Drug delivery via the oral route is preferred over other strategies, owing to high patient compliance and the ease of home-based drug ingestion [1, 2]. However, because of the low permeability and poor enzymatic stability of large molecules in the gastrointestinal (GI) tract, the oral route is usually not appropriate when proteins/peptides are directly delivered in a free form. The effective oral administration of protein-based drugs remains a challenge [3]. Insulin, the first protein-based drug synthesized for human use, has been used for the treatment of diabetes since 1921. Insulin is a 51-polypeptide hormone comprising an A chain (21 amino acids) and B chain (30 amino acids) linked by two disulfide bonds [4]. Its large size and hydrophilic nature hinder its permeation through absorption barriers. To date, most major commercial formulations of insulin are administered by subcutaneous injection. This conventional route of protein delivery may lead to poor patient compliance because of inconvenience and pain. To improve patient compliance, the oral route is considered a better alternative. In addition, the oral delivery of insulin is advantageous because it closely imitates the physiological behavior of endogenous insulin [2, 5]. Around 80% of oral/pancreatic insulin is cleared in the liver, while the rest reaches systemic circulation. Oral administration can thus avoid subcutaneous injection-related hyperinsulinemia. Several approaches have been adopted in recent decades to improve the oral bioavailability of insulin and other proteins/peptides [2, 6, 7]. Nevertheless, the development of a commercial oral formulation for insulin remains a challenge because no strategies have been able to successfully overcome both physicochemical drawbacks (molecular size, stability, and high hydrophilicity) and biological barriers (proteolysis in the stomach, poor permeation, and membrane efflux) [8, 9].

· · ·

**PROBLEM TO WORK ON**:
List every physicochemical drawback and biological barrier named in the last sentence of the passage on oral insulin delivery.

· · ·

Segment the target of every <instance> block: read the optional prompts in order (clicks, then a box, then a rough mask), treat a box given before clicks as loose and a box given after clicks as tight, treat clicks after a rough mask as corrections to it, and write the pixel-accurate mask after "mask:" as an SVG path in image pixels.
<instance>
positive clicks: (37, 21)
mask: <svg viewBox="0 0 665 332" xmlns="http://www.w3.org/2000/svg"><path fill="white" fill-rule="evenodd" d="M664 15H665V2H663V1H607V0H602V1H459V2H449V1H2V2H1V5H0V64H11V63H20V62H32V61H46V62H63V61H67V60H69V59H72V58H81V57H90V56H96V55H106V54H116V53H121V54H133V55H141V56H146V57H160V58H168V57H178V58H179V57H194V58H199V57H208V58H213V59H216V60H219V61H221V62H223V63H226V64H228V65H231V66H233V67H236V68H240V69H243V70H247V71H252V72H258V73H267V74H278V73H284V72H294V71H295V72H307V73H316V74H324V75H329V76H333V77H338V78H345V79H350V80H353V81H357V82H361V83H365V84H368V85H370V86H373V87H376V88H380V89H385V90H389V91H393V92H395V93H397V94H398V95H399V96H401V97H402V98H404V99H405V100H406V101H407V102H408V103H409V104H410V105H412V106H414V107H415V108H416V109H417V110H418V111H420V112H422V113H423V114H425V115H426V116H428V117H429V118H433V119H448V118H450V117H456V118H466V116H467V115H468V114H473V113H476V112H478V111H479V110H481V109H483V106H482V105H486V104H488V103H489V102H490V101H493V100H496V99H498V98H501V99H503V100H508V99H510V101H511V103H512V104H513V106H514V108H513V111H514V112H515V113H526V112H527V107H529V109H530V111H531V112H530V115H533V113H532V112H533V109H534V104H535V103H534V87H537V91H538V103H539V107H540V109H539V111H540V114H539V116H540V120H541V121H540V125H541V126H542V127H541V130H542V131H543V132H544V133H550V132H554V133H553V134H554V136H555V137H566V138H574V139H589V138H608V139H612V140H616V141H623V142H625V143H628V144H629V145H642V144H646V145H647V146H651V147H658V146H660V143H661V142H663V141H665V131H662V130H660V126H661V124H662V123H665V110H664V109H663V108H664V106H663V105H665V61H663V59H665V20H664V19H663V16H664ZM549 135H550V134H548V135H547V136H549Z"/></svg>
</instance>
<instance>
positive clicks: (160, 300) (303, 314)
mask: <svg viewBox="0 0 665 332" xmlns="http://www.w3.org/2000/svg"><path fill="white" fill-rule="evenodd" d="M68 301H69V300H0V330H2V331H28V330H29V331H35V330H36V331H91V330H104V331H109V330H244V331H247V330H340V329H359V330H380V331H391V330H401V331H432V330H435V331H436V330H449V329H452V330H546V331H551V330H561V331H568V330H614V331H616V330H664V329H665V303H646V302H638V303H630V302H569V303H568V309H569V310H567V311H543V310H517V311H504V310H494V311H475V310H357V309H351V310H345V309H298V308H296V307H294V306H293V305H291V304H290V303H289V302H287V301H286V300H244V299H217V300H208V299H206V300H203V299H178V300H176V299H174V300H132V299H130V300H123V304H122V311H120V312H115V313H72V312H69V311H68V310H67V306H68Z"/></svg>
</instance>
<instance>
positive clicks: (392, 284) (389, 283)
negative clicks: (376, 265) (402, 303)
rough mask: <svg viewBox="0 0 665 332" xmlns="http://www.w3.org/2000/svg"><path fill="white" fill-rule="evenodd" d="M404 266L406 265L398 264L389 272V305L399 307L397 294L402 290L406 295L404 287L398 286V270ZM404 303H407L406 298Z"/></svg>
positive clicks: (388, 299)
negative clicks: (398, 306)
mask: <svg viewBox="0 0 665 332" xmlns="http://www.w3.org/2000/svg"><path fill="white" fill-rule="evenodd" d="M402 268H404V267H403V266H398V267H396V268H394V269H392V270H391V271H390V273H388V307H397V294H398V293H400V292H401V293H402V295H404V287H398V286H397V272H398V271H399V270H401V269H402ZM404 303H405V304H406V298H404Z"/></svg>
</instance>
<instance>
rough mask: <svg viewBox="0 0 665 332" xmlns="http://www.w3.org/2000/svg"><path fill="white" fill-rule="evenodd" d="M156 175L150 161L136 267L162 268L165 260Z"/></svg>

· · ·

**RESULT OF THE TASK**:
Physicochemical drawbacks: molecular size, stability, high hydrophilicity
Biological barriers: proteolysis in the stomach, poor permeation, membrane efflux